→ Consigne A
Dites si chacune de ces affirmations est conforme au texte sur l'éloignement des États-Unis et du Proche-Orient. Répondez par oui ou non et citez les mots du texte qui tranchent. (i) L'éloignement vient seulement des carences des dirigeants à Washington. (ii) Les politiques actuelles sont jugées contreproductives. (iii) Tous les changements mentionnés sont dus aux erreurs de la politique extérieure américaine.
→ Consigne B
Dans le texte sur l'éloignement des États-Unis et du Proche-Orient, relevez tous les domaines où il y a eu, d'après le texte, de considérables changements.
→ Consigne C
D'après le texte sur l'éloignement des États-Unis et du Proche-Orient, quel pays a lancé une attaque-surprise sur les États-Unis ?

→ Texte fourni
□ □ □ □ □ □ □
Comme la décision allemande d’envahir l’URSS en 1941

Tout ceci est ridicule. Le fait que nous nous soyons éloignés du Proche-Orient a des racines plus profondes que les évidentes carences des dirigeants du Congrès ou de l’exécutif à Washington. Les Américains et nos partenaires au Proche-Orient ont développé des intérêts et des priorités contradictoires. À supposer qu’il existât des valeurs communes, elles ont de plus en plus divergé. Il y a eu de considérables changements en matière de géo-économie, de marché de l’énergie, d’équilibre des pouvoirs et d’attitude à l’égard de l’Amérique (pas seulement du gouvernement américain), dont un grand nombre sont dus aux erreurs historiques de la politique extérieure américaine. Mises bout à bout, elles sont tout aussi importantes que les décisions française et allemande d’envahir la Russie et l’attaque-surprise du Japon sur les États-Unis. Leurs conséquences font que les politiques actuelles ne sont pas seulement insoutenables, elles sont aussi contreproductives.
□ □ □ □ □ □ □
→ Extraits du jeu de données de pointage
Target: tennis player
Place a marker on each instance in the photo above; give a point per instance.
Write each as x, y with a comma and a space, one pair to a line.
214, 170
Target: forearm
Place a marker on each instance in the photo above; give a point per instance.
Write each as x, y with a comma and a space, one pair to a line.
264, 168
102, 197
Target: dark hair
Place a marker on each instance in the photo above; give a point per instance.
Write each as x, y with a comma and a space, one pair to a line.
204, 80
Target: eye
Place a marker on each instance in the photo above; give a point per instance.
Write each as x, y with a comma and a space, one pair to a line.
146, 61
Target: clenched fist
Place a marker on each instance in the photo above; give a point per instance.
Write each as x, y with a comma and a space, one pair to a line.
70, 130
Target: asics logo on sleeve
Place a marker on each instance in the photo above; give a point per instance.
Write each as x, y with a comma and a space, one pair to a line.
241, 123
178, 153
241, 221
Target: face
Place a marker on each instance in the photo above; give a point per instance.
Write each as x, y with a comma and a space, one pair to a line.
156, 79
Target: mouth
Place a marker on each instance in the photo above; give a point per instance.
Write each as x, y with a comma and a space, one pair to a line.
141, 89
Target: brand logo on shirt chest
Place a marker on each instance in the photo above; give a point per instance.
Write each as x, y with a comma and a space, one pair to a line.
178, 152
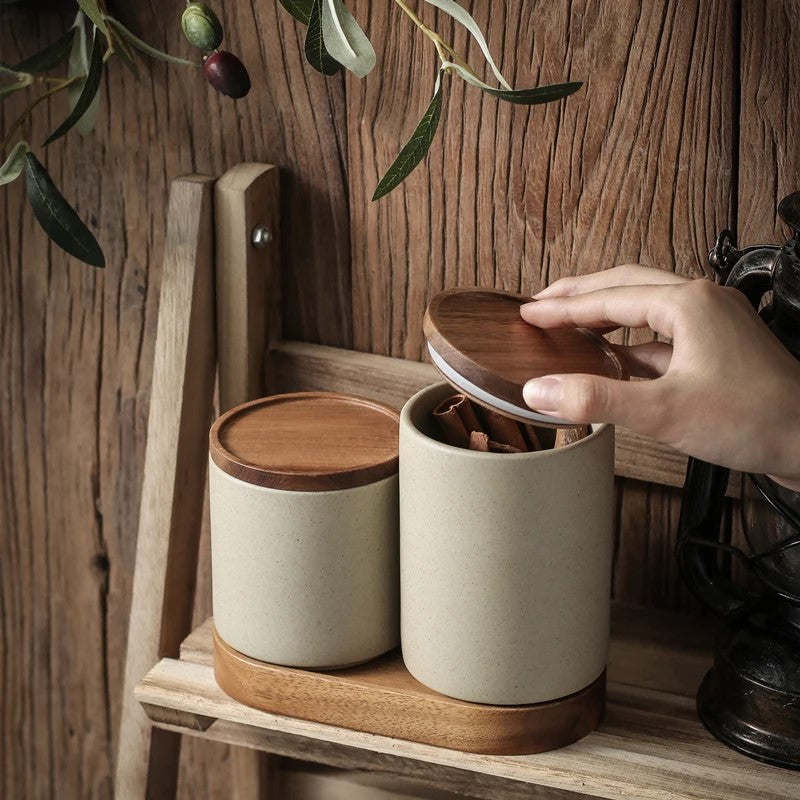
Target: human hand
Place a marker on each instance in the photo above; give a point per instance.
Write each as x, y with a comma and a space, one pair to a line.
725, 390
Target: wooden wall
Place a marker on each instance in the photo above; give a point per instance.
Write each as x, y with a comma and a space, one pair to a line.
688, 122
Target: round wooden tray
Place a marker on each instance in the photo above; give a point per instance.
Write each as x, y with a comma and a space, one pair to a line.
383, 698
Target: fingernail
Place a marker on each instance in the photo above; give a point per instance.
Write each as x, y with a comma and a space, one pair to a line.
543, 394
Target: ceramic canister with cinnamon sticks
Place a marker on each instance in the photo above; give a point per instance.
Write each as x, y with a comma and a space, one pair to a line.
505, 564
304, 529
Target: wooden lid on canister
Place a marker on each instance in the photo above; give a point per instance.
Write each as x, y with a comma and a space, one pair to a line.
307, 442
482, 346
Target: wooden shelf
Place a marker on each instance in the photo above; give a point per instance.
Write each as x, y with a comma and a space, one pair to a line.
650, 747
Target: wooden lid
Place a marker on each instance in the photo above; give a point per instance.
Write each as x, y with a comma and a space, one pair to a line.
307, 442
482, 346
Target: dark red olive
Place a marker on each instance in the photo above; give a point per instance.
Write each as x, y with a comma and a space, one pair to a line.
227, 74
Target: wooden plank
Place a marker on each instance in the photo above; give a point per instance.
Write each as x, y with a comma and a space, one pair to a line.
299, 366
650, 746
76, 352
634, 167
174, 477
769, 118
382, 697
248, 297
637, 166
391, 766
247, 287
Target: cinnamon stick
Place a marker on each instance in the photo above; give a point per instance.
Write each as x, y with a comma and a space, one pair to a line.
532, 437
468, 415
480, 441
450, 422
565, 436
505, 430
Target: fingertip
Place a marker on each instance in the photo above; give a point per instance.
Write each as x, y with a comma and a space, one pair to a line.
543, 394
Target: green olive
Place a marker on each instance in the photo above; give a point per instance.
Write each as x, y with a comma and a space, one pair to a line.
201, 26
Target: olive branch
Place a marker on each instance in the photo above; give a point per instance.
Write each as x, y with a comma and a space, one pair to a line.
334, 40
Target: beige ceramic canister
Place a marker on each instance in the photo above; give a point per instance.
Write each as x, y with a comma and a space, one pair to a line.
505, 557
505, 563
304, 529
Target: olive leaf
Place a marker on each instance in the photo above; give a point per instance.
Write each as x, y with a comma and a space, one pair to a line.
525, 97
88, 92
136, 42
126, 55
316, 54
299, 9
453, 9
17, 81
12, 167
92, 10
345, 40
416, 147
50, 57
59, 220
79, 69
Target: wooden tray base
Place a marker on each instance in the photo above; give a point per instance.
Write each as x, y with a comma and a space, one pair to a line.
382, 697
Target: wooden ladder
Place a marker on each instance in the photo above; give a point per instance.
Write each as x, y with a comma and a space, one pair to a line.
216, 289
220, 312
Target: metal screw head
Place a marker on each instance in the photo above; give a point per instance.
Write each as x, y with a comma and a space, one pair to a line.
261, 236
□ □ □ □ □ □ □
→ Réponse A
(i) Non : « a des racines plus profondes que les évidentes carences des dirigeants du Congrès ou de l’exécutif à Washington ».
(ii) Oui : « elles sont aussi contreproductives ».
(iii) Non : « dont un grand nombre sont dus aux erreurs historiques de la politique extérieure américaine ».

→ Réponse B
- la géo-économie
- le marché de l’énergie
- l’équilibre des pouvoirs
- l’attitude à l’égard de l’Amérique

→ Réponse C
Le Japon.